Required task 1 =>
Answer these questions about the polling article:
(a) Which organization conducted the survey cited?
(b) By what margin did voters favor a congressional candidate who opposed Trump?
(c) Among which voters has much of Biden's slippage come?

Article =>
·····

Recent polling holds both warning signs for Democrats and some promising news. President Joe Biden's job approvals, as we know, are still stuck in the low 40s. But on the bright side, Donald Trump remains a bigger drag on Republican candidates, according to a survey conducted by CNN/SSRS through most of January and early February.
Although voters said they preferred a congressional candidate who opposes Biden by a 10-point margin of 42% to 32%, they also said they favored a candidate who opposed Trump by a wider 17-point margin of 44% to 27%. Additionally, 68% of Democratic and Democratic-leaning voters viewed a candidate's support for Biden favorably, while a bare majority (53%) of Republican and Republican-leaning voters said the same of Trump.
The even brighter side is that Biden could still manage to improve his job rating throughout the year if he hits the right political notes. After all, much of Biden's slippage has come among Democrats—voters who want to like him.

·····

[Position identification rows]
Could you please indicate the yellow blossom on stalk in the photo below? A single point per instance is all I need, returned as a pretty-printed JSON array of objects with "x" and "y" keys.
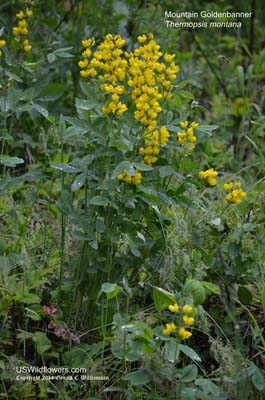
[
  {"x": 228, "y": 186},
  {"x": 29, "y": 13},
  {"x": 187, "y": 309},
  {"x": 108, "y": 63},
  {"x": 188, "y": 320},
  {"x": 186, "y": 137},
  {"x": 88, "y": 43},
  {"x": 142, "y": 39},
  {"x": 173, "y": 307},
  {"x": 133, "y": 180},
  {"x": 236, "y": 194},
  {"x": 170, "y": 327},
  {"x": 149, "y": 79},
  {"x": 209, "y": 175},
  {"x": 184, "y": 334},
  {"x": 20, "y": 14},
  {"x": 26, "y": 46}
]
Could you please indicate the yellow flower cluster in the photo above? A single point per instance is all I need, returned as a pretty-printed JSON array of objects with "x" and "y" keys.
[
  {"x": 149, "y": 79},
  {"x": 236, "y": 193},
  {"x": 187, "y": 318},
  {"x": 108, "y": 63},
  {"x": 209, "y": 175},
  {"x": 22, "y": 27},
  {"x": 2, "y": 44},
  {"x": 152, "y": 141},
  {"x": 186, "y": 137},
  {"x": 132, "y": 180},
  {"x": 86, "y": 69}
]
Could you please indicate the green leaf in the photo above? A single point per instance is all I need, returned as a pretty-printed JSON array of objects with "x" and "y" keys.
[
  {"x": 111, "y": 290},
  {"x": 70, "y": 169},
  {"x": 139, "y": 377},
  {"x": 13, "y": 76},
  {"x": 40, "y": 110},
  {"x": 85, "y": 104},
  {"x": 196, "y": 289},
  {"x": 258, "y": 380},
  {"x": 212, "y": 287},
  {"x": 207, "y": 128},
  {"x": 98, "y": 201},
  {"x": 189, "y": 373},
  {"x": 143, "y": 167},
  {"x": 78, "y": 182},
  {"x": 245, "y": 295},
  {"x": 185, "y": 94},
  {"x": 52, "y": 92},
  {"x": 122, "y": 166},
  {"x": 162, "y": 298},
  {"x": 189, "y": 352},
  {"x": 51, "y": 58},
  {"x": 171, "y": 350},
  {"x": 10, "y": 161},
  {"x": 166, "y": 171},
  {"x": 42, "y": 342}
]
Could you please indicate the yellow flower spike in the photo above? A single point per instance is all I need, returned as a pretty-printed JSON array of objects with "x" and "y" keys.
[
  {"x": 128, "y": 179},
  {"x": 20, "y": 14},
  {"x": 86, "y": 53},
  {"x": 228, "y": 186},
  {"x": 173, "y": 307},
  {"x": 29, "y": 13},
  {"x": 142, "y": 39},
  {"x": 16, "y": 30},
  {"x": 170, "y": 327},
  {"x": 26, "y": 46},
  {"x": 83, "y": 64},
  {"x": 209, "y": 175},
  {"x": 194, "y": 125},
  {"x": 184, "y": 334},
  {"x": 188, "y": 320},
  {"x": 187, "y": 309},
  {"x": 184, "y": 124},
  {"x": 23, "y": 31}
]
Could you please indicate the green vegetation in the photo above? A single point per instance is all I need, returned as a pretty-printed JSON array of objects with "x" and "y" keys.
[{"x": 132, "y": 246}]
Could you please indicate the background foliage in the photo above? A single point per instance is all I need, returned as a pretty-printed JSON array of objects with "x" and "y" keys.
[{"x": 88, "y": 264}]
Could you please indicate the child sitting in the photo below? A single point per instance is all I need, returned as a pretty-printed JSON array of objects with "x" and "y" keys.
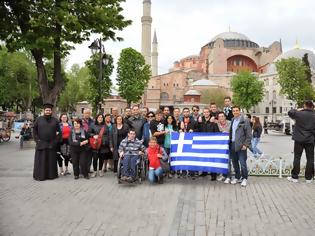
[{"x": 154, "y": 154}]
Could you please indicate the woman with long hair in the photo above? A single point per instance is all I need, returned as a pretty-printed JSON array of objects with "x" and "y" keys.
[
  {"x": 119, "y": 132},
  {"x": 257, "y": 130},
  {"x": 64, "y": 148}
]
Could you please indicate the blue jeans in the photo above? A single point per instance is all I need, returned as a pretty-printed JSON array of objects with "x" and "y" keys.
[
  {"x": 239, "y": 158},
  {"x": 154, "y": 173},
  {"x": 255, "y": 142},
  {"x": 129, "y": 165}
]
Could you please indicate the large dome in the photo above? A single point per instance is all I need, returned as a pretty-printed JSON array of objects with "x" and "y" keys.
[
  {"x": 233, "y": 40},
  {"x": 296, "y": 53}
]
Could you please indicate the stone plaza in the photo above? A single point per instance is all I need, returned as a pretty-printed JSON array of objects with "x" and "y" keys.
[{"x": 100, "y": 206}]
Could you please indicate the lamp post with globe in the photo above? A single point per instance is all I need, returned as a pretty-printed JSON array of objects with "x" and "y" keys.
[{"x": 98, "y": 48}]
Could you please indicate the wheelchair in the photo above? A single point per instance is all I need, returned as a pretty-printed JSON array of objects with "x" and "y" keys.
[{"x": 141, "y": 169}]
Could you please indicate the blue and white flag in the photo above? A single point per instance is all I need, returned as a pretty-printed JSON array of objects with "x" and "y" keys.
[{"x": 207, "y": 152}]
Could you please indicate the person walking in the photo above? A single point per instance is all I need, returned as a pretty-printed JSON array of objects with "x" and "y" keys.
[
  {"x": 206, "y": 124},
  {"x": 87, "y": 123},
  {"x": 224, "y": 126},
  {"x": 25, "y": 134},
  {"x": 257, "y": 131},
  {"x": 120, "y": 132},
  {"x": 155, "y": 154},
  {"x": 304, "y": 138},
  {"x": 64, "y": 148},
  {"x": 240, "y": 141},
  {"x": 102, "y": 139},
  {"x": 47, "y": 133},
  {"x": 78, "y": 141}
]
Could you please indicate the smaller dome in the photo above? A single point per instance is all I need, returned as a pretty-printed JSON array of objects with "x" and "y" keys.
[
  {"x": 192, "y": 92},
  {"x": 230, "y": 35},
  {"x": 204, "y": 82},
  {"x": 295, "y": 53}
]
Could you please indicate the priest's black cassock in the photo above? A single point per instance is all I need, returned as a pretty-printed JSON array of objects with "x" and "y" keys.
[{"x": 46, "y": 133}]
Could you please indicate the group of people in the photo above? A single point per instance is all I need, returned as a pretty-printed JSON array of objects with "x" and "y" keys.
[{"x": 100, "y": 142}]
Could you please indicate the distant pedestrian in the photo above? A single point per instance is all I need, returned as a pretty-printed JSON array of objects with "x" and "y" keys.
[
  {"x": 120, "y": 132},
  {"x": 304, "y": 138},
  {"x": 47, "y": 134},
  {"x": 78, "y": 141},
  {"x": 227, "y": 109}
]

·····

Required task 2 => Rewrite the rows from the line that contains "Could you please indicate the lamp" through the end of the rows, substituting "indented" for "pretty-printed" and leaving everything else unchanged.

Expected answer 1 =>
(a) CNN/SSRS
(b) 17 points (44% to 27%)
(c) Democrats

Expected answer 2 =>
Could you please indicate the lamp post with globe in the photo above? A single point per instance is all I need, returned as a indented JSON array of objects with "x" and "y" keys.
[{"x": 98, "y": 48}]
Could you please indicate the wheelchair in the photo above? A single point per instance is all I need, returned as a indented JSON array of objects with "x" and "y" keys.
[{"x": 141, "y": 169}]
Could you please indicate the blue and white flag in the photo above? A single point per instance is all I need, returned as a indented JSON array of objects with "x" and "y" keys.
[{"x": 207, "y": 152}]
Could you please indicate the person walking in the photo above? A single point per instance is all I need, returned as a indented JSON array of objects with "x" and "y" keys.
[
  {"x": 206, "y": 124},
  {"x": 87, "y": 123},
  {"x": 224, "y": 126},
  {"x": 25, "y": 134},
  {"x": 257, "y": 131},
  {"x": 120, "y": 132},
  {"x": 155, "y": 154},
  {"x": 304, "y": 138},
  {"x": 64, "y": 148},
  {"x": 240, "y": 141},
  {"x": 102, "y": 139},
  {"x": 47, "y": 133},
  {"x": 78, "y": 141}
]
Could you please indicate the smaller dome in the photo above? A single point per instance is all I need, returned as a indented JSON array of objects with "x" and "y" keys.
[
  {"x": 192, "y": 92},
  {"x": 230, "y": 35},
  {"x": 204, "y": 82},
  {"x": 295, "y": 53}
]
Could you please indicate the priest's black cassock in the photo above? A single point per instance is all I need, returned as a indented JSON array of objects with "x" and "y" keys.
[{"x": 46, "y": 133}]
Could you please indicate the group of people in the photo above? A single point per instance is all I need, returned as a indented JSON array of objects with "x" and "y" keys.
[{"x": 100, "y": 142}]
Could you please indicate the distant pedestrian in the photo above? A single point per instance is all I need, returned as a indented JSON array of objects with "x" and "y" keys.
[
  {"x": 120, "y": 132},
  {"x": 304, "y": 138},
  {"x": 47, "y": 134},
  {"x": 78, "y": 141},
  {"x": 227, "y": 109}
]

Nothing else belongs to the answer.